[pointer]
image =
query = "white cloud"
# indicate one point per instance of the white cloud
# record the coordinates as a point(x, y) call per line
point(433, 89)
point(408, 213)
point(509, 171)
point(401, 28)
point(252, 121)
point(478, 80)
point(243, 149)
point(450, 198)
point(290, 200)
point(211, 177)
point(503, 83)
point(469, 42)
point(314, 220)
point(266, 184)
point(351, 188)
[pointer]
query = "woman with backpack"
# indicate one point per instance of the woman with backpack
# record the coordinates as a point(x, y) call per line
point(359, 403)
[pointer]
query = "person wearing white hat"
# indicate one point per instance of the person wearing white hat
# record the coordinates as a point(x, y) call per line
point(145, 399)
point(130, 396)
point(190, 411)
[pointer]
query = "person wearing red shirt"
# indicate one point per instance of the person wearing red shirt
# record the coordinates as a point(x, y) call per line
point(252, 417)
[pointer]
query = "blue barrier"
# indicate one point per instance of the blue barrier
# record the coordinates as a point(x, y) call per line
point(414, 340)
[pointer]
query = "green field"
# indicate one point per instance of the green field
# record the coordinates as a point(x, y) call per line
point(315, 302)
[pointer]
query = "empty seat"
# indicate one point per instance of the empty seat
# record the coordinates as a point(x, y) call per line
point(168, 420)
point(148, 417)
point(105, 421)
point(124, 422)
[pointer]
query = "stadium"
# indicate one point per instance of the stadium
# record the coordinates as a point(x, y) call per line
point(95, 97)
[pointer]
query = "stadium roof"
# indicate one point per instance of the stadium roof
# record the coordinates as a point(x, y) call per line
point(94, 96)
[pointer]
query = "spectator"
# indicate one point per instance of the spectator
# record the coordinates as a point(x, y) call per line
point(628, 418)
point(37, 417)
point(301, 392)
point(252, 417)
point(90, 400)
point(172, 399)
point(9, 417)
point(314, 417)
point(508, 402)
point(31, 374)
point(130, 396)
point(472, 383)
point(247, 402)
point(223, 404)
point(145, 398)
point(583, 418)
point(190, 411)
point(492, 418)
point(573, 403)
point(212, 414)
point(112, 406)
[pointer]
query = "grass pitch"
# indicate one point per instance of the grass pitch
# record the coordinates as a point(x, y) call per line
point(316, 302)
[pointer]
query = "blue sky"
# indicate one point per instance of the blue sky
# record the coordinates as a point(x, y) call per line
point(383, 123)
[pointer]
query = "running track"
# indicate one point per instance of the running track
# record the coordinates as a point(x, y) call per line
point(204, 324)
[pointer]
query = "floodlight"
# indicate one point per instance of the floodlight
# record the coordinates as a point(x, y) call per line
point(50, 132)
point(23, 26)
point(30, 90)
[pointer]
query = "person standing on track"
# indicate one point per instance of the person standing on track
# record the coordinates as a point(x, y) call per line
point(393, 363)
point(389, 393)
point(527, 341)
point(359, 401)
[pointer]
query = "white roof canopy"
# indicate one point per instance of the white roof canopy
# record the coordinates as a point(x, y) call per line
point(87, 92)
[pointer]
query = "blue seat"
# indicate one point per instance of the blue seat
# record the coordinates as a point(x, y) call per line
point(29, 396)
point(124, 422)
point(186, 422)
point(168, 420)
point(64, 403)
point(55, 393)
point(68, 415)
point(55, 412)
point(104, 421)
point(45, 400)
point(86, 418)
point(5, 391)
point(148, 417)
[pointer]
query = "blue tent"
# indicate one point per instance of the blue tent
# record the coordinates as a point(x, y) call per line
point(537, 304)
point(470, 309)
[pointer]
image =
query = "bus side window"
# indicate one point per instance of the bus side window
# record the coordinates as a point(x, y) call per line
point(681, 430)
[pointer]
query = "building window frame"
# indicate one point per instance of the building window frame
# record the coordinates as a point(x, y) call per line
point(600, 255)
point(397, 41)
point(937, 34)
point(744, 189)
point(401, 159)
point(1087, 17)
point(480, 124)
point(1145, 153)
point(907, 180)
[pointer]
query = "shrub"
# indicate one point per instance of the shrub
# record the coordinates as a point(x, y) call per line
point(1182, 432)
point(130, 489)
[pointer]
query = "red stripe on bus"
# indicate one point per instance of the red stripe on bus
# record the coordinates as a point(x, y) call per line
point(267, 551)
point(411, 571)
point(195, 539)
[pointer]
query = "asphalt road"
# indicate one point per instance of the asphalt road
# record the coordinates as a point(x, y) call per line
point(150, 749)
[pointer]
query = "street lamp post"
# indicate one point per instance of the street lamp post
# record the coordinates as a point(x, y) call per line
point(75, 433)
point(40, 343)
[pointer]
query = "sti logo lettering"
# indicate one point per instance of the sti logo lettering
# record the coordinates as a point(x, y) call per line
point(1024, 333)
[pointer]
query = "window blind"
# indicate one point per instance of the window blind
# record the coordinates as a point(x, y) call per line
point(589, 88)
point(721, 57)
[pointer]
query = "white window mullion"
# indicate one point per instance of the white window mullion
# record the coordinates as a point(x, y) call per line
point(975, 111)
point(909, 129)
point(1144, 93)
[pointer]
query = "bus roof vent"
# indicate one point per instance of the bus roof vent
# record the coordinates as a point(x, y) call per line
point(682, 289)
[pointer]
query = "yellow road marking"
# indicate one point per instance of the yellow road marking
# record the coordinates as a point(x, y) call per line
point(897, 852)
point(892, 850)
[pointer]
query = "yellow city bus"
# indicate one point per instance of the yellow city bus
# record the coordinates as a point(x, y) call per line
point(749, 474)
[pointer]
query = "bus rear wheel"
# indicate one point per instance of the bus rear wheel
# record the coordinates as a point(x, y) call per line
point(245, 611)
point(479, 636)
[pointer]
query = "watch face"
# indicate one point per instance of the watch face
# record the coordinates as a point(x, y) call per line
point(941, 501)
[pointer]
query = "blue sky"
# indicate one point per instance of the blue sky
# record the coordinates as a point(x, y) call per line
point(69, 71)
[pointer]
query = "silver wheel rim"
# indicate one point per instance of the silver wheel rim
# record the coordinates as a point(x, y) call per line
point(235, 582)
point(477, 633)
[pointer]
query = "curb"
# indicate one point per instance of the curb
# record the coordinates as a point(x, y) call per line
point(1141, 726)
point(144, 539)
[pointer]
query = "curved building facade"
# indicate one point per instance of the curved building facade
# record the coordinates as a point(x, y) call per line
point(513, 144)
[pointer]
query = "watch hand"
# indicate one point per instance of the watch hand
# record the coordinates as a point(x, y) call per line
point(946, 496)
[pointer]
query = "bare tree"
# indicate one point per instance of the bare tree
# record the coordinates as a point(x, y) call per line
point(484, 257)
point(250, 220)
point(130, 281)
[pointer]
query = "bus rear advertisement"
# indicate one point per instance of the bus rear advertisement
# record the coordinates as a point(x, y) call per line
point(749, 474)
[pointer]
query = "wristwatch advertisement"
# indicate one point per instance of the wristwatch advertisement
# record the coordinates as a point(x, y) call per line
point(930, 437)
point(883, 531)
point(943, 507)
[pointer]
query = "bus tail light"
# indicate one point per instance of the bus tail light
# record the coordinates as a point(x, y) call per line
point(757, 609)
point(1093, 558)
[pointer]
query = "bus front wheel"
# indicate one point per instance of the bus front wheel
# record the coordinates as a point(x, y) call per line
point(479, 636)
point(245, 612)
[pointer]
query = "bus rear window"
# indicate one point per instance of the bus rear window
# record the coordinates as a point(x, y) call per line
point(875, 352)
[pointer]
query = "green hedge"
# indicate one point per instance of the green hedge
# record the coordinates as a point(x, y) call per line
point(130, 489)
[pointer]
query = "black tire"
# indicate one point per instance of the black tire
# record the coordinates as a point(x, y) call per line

::::::

Restituisca tutte le righe riportate sopra, identiche in ogni carattere.

### SOLUZIONE DEL PROBLEMA:
[pointer]
image =
query = "white cloud"
# indicate one point per instance of the white cloud
# record the coordinates as a point(x, y) call per line
point(433, 89)
point(408, 213)
point(509, 171)
point(401, 28)
point(252, 121)
point(478, 80)
point(243, 149)
point(450, 198)
point(290, 200)
point(211, 177)
point(503, 83)
point(469, 42)
point(314, 220)
point(266, 184)
point(351, 188)
[pointer]
query = "woman with backpack"
# indicate one point per instance of the woman with backpack
# record the coordinates as a point(x, y) call per line
point(359, 403)
[pointer]
query = "person wearing white hat"
# indicate one point per instance of the person wearing white hat
# record the coordinates as a point(x, y) call per line
point(145, 399)
point(130, 396)
point(190, 411)
[pointer]
query = "person wearing red shirt"
# indicate one point per instance of the person wearing red shirt
# record the coordinates as a point(x, y) call per line
point(252, 417)
[pointer]
query = "blue barrier"
# indicate one point per instance of the blue barrier
# record the coordinates as a point(x, y) call per line
point(414, 340)
[pointer]
query = "green field"
# indicate one point per instance of the green field
# record the coordinates as a point(x, y) call per line
point(315, 302)
[pointer]
query = "empty seat"
# indicate one point per instance of the empty seat
# record the coordinates as a point(x, y) call per line
point(168, 420)
point(148, 417)
point(105, 421)
point(124, 422)
[pointer]
query = "stadium"
# indicate one point per instance of the stadium
# record the coordinates as a point(x, y) call per line
point(95, 97)
[pointer]
query = "stadium roof"
# indicate one point per instance of the stadium roof
# record the coordinates as a point(x, y) call per line
point(94, 96)
[pointer]
query = "spectator"
# indicate one point per instance of the spectator
# record the coordinates as a point(x, y) call per line
point(628, 418)
point(37, 417)
point(301, 392)
point(252, 417)
point(90, 400)
point(172, 399)
point(9, 417)
point(314, 417)
point(508, 402)
point(31, 374)
point(130, 396)
point(472, 383)
point(247, 402)
point(223, 404)
point(145, 398)
point(583, 418)
point(190, 411)
point(492, 418)
point(573, 403)
point(212, 414)
point(112, 406)
[pointer]
query = "grass pitch"
# indicate one point per instance of the grass pitch
# record the coordinates as a point(x, y) call per line
point(316, 302)
[pointer]
query = "blue sky"
# indicate one point per instance of the blue sky
# record the coordinates as a point(x, y) call per line
point(383, 123)
[pointer]
query = "running track"
# indicate one point per instance of the running track
# record the coordinates as a point(x, y) call per line
point(204, 324)
[pointer]
query = "floodlight"
# indicate one point per instance of the floodlight
# record the coordinates as a point(x, y) call per line
point(50, 132)
point(23, 26)
point(30, 90)
[pointer]
query = "person standing on track"
# indicate one point per instance of the person standing on track
# record the coordinates as a point(x, y) call per line
point(393, 363)
point(389, 393)
point(527, 341)
point(359, 401)
[pointer]
query = "white roof canopy"
# indicate one point per instance of the white roof canopy
# record the coordinates as a point(x, y) call per line
point(87, 92)
[pointer]
query = "blue seat"
# indicate one point per instance of the blue seat
# record the coordinates as a point(x, y) call per line
point(29, 396)
point(124, 422)
point(186, 422)
point(168, 420)
point(64, 403)
point(55, 393)
point(68, 415)
point(55, 412)
point(104, 421)
point(45, 400)
point(86, 418)
point(5, 391)
point(148, 417)
[pointer]
query = "blue tent"
# indicate one point per instance of the blue tent
# record the coordinates as a point(x, y) call per line
point(537, 304)
point(470, 309)
[pointer]
image =
query = "bus side window"
# indicate one point per instance of the bus side window
# record the coordinates as a point(x, y) call per line
point(681, 430)
[pointer]
query = "building window frame"
# indicate one point per instance of the building window frame
# record the coordinates as a point(x, y) call per line
point(600, 255)
point(397, 41)
point(937, 34)
point(744, 189)
point(401, 159)
point(1087, 17)
point(480, 124)
point(1145, 153)
point(907, 180)
[pointer]
query = "shrub"
# indicate one point per instance of the shrub
# record the coordinates as a point(x, y) call per line
point(1182, 432)
point(130, 489)
[pointer]
query = "red stripe on bus"
# indicate one point per instance of the red stripe on bus
# record the coordinates as a point(x, y) call per line
point(267, 551)
point(411, 571)
point(195, 539)
[pointer]
query = "asphalt road"
# indicate one point per instance of the asphalt road
# record the coordinates as a point(x, y) call per line
point(150, 749)
[pointer]
query = "street lamp post"
# indicate one point per instance of the street lamp post
# record the coordinates as a point(x, y) call per line
point(75, 433)
point(40, 343)
[pointer]
query = "sti logo lettering"
# indicate one point per instance of the sti logo lettering
# record the coordinates as a point(x, y) call per line
point(1024, 333)
[pointer]
query = "window blind"
# indicate one point per instance of the window blind
# record the coordinates as a point(x, y) call per line
point(589, 88)
point(721, 57)
[pointer]
query = "white window mullion"
# indicate one point per instance of the white window mullion
# record the coordinates as a point(x, y) call per line
point(975, 111)
point(909, 129)
point(1144, 93)
[pointer]
query = "bus roof vent"
# indicate one point per instance of the bus roof vent
# record the coordinates as a point(x, y) call per line
point(682, 289)
[pointer]
query = "yellow road marking"
# indicate one point per instance of the yellow road marking
# record the coordinates as a point(x, y) call per line
point(897, 852)
point(892, 850)
[pointer]
query = "yellow city bus"
# indicate one point per instance of the yellow city bus
# record the coordinates as a point(x, y) call per line
point(749, 474)
[pointer]
query = "bus rear wheel"
# indicate one point per instance of the bus rear wheel
# record the coordinates as a point(x, y) call per line
point(245, 611)
point(479, 636)
[pointer]
query = "watch face"
# indicate one point per instance of the watch face
# record the coordinates as a point(x, y) call per line
point(941, 501)
[pointer]
query = "blue sky"
# indicate one point per instance of the blue sky
# record the coordinates as a point(x, y) call per line
point(69, 71)
[pointer]
query = "silver wheel rim"
# indicate one point per instance of the silver wheel rim
# record the coordinates as a point(x, y) call per line
point(235, 582)
point(477, 633)
[pointer]
query = "curb"
# indicate one point per instance of the curb
# record the coordinates as a point(x, y) call per line
point(1141, 726)
point(144, 539)
[pointer]
query = "curved building facade"
# indicate one point per instance of the curved building facade
# record the coordinates as a point(x, y) call per line
point(513, 144)
[pointer]
query = "watch hand"
# indicate one point per instance of the watch hand
# record the coordinates as a point(x, y) call per line
point(946, 496)
[pointer]
query = "bare tree"
# indicate one point per instance of the bare tree
# record the coordinates as a point(x, y) call per line
point(484, 257)
point(250, 220)
point(130, 281)
[pointer]
query = "bus rear advertisement"
# indicate one point per instance of the bus rear advertisement
# record the coordinates as a point(x, y) call per line
point(749, 474)
[pointer]
query = "wristwatch advertisement"
# indicate one point per instance of the wristwatch advertisement
# record the coordinates as a point(x, y) call per line
point(930, 437)
point(883, 531)
point(943, 507)
[pointer]
query = "bus tail light"
# indicate one point per instance of the bus tail light
# record the coordinates as a point(x, y) call per line
point(757, 609)
point(1093, 558)
[pointer]
query = "bus front wheel"
# indicate one point per instance of the bus front wheel
# record the coordinates as a point(x, y) call per line
point(479, 636)
point(245, 612)
[pointer]
query = "bus rear window"
# indicate one point per instance of the bus rear window
# record the coordinates as a point(x, y) call per line
point(875, 352)
[pointer]
query = "green hedge"
# indicate one point per instance of the green hedge
# record the coordinates as a point(x, y) call per line
point(130, 489)
[pointer]
query = "black tire"
# indicate one point per instance of the black tire
# record the coordinates as a point(x, y) call per line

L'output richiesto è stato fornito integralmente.